HALAMAN
>>>>

Jumat, 22 November 2013

Cakrawala di atas Langit Kampus

CAKRAWALA DI ATAS LANGIT KAMPUS


Senandung malam bersama ciuman angin menerpa pohon cemarau. Dingin merasuk sukma yang hampa. Menunggu awan menghitam dan hujan membasahi bumi pertiwi. Semakin dingin bercampur es dalam samudera atlantik yang menggigil. Dingin dan tenang tetap menjadi dia yang sebenarnya. Berjalan dengan ketenangan dan tanpa beban sekalipun. Aku ingin tahu dia yang dingin bersua dengan kobaran api semangatku  mendalami dasar hati seorang dia.

<<<<

DATA TERCATAT
>>>>

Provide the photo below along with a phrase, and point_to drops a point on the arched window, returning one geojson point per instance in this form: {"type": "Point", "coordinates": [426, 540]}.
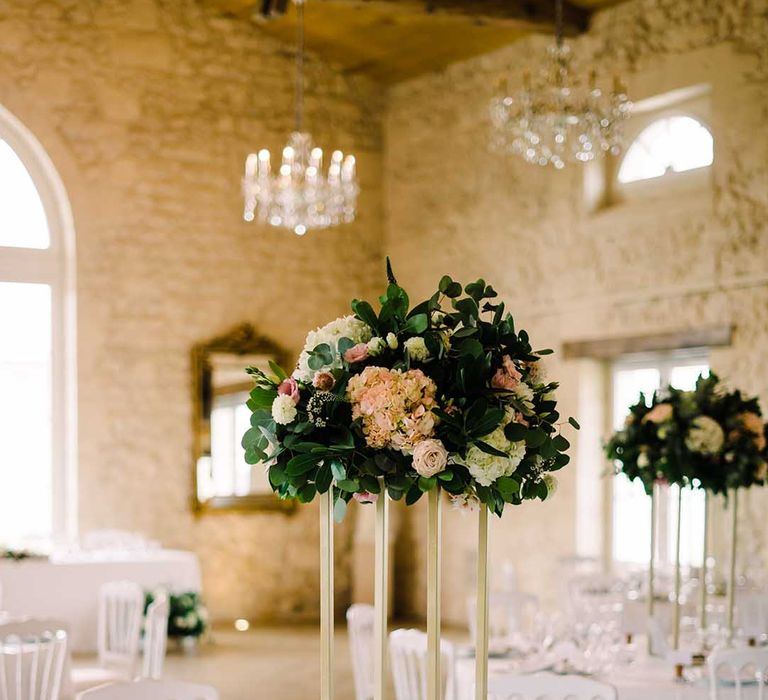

<<<<

PETUNJUK
Lanjutkan halaman "Cakrawala di atas Langit Kampus", dimulai tepat setelah kalimat terakhirnya. Daftar di atas merupakan bahan tersendiri yang terpisah dari halaman.

JAWABAN
Pertama terasa biasa saja dengan uniknya pribadi masing-masing. Walaupun belajar seatap, tak menutup kemungkinan kita emang berbeda dengan warna tersendiri. Dan inilah kesempatan emas pendekatan itu dimulai. Senatural mungkin hanya just friend dan memperkaya pengetahuan dengan metode curhat di bawah pohon mangga nan rindang. Tak ada niatan bejat untuk menjadikan budak pelampiasan perasaan manusiawi hewani syaithoni. Sorot matanya yang sayu namun tenang dan mendinginkan terik siang. Aku tahu bahwa dia cerdas agamanya karena telah lama menuntut ilmu di pondok pesantren. Namun dengan gaya anak gaul berstylekan hem kotak-kotak , dalaman T-shirt, jeans dan sepatu kets memang non-formal banget, siapa takut duduk berbincang dengan dia dia. Sama sekali jauh dari kesan santri yang berpecita, sarung rapat dengan baju koko kancing rapat yang notabene ekslusif.  Tabir kepribadianya telah tersingkap dari perbincangan rutin seminggu sekali plus keihklasannya senantiasa mendidikku tak kenal waktu. Kajian tasawuf yang excited antara curious dan confuse, sehingga harus dia yang jadi mas bayan (penjelas) agar terhindar dari keraguan dan kesesatan. Kuliah di STAIN memang tak semulus yang kubayangkan, banyak matkul alien yang susah dicerna sendiri, terutama matkul relijius. Aku bangga dan bersyukur tiada henti dipertemukan sang penolong dan pencerah macam  dia, sang malaikat tanpa sayap.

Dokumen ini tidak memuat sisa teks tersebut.